Your assignment: The following data has a line with "box: [215, 92, 874, 559]" and a line with "positive clicks: (524, 378)". Write out exactly those lines and all the lines between them.

━━━━━━

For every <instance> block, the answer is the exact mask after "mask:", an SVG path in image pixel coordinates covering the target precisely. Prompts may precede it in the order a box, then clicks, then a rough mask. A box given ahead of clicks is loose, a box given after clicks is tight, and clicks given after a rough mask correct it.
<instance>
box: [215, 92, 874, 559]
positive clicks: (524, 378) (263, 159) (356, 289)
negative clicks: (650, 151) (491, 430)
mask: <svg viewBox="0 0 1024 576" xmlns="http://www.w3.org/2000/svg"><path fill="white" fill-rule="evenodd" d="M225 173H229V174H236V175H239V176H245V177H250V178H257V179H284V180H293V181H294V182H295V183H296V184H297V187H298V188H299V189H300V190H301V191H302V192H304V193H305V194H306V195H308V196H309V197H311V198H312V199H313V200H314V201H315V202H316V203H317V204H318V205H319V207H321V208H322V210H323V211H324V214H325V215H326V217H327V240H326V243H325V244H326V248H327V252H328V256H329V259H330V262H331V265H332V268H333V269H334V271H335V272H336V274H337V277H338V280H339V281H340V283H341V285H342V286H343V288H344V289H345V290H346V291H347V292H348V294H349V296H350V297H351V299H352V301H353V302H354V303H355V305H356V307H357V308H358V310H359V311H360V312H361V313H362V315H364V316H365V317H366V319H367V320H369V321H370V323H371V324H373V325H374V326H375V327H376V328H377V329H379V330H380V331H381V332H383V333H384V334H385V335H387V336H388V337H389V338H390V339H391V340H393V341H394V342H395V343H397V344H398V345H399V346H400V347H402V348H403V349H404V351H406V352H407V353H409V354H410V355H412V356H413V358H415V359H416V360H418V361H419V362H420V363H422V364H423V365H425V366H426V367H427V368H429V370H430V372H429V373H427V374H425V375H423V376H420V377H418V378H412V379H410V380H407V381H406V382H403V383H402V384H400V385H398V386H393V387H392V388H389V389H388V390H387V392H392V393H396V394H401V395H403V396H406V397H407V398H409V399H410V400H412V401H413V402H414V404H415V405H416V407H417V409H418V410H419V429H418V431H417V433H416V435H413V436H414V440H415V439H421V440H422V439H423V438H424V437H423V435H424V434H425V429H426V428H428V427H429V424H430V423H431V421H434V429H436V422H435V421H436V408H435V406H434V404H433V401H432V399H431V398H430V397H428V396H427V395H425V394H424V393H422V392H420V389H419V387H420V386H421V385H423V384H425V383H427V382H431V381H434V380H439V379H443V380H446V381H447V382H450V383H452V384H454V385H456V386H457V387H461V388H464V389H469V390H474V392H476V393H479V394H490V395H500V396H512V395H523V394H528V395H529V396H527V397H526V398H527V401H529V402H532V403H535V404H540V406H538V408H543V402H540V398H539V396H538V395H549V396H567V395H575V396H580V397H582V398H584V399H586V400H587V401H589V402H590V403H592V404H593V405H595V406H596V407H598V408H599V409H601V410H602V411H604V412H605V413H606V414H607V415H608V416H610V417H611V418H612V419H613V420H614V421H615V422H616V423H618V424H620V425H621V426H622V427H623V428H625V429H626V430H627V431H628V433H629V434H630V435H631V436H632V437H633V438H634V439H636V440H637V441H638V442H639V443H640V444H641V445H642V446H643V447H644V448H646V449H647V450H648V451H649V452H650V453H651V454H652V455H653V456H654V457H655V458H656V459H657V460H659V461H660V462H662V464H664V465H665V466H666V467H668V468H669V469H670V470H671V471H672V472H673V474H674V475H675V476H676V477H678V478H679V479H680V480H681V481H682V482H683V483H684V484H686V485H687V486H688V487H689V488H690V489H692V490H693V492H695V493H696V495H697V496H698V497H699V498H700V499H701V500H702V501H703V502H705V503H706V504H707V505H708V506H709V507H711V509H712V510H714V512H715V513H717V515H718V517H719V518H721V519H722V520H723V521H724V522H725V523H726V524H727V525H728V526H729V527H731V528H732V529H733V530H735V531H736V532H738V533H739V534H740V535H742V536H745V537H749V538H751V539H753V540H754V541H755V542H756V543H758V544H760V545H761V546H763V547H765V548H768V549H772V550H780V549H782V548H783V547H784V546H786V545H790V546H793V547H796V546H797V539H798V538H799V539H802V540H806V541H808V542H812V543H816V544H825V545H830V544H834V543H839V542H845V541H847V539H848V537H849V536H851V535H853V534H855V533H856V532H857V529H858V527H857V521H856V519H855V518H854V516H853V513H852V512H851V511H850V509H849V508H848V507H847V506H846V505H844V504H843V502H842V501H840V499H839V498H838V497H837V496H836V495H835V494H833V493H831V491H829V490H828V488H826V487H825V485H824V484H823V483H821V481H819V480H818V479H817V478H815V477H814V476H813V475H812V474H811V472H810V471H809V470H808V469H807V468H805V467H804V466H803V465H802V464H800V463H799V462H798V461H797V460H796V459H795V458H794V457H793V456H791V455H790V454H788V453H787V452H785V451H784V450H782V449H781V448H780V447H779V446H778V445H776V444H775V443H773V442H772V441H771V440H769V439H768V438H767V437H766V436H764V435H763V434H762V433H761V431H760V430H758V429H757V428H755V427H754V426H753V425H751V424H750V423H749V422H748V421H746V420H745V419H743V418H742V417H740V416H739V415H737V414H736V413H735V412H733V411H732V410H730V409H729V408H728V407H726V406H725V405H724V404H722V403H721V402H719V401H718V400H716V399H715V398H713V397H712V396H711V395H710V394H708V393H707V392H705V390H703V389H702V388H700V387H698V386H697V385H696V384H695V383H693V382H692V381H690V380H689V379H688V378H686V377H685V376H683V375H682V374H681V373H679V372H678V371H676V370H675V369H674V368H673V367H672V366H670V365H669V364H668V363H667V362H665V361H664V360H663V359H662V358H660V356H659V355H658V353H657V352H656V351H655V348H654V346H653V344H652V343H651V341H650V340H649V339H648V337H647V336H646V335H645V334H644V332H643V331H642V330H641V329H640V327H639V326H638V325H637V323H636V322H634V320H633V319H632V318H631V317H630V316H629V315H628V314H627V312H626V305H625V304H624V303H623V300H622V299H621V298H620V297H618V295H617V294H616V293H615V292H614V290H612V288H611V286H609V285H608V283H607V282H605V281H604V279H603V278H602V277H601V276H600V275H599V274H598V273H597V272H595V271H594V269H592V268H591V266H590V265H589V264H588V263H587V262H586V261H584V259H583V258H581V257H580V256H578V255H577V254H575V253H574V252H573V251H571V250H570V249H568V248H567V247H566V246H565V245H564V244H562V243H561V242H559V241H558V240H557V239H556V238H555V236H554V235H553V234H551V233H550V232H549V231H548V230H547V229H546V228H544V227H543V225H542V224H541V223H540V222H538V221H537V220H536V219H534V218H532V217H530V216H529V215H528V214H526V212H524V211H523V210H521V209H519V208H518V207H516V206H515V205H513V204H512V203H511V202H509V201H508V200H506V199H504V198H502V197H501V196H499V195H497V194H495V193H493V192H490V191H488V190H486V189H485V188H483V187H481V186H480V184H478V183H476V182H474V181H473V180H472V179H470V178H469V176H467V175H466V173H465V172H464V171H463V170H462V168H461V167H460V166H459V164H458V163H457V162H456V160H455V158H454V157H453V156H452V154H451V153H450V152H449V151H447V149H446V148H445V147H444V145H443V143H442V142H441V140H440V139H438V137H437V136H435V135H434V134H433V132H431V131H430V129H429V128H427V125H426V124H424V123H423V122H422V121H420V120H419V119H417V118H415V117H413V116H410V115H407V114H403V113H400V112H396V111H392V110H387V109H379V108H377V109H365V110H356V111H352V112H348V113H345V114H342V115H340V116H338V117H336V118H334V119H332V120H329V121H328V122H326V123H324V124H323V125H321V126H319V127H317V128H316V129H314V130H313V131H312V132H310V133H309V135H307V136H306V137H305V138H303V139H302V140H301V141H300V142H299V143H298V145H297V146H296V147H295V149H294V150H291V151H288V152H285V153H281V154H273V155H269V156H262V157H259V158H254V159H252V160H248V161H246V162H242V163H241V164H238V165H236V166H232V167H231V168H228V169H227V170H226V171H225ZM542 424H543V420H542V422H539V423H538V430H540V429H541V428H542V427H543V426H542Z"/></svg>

━━━━━━

Expected answer:
box: [215, 92, 874, 559]
positive clicks: (524, 378) (263, 159) (356, 289)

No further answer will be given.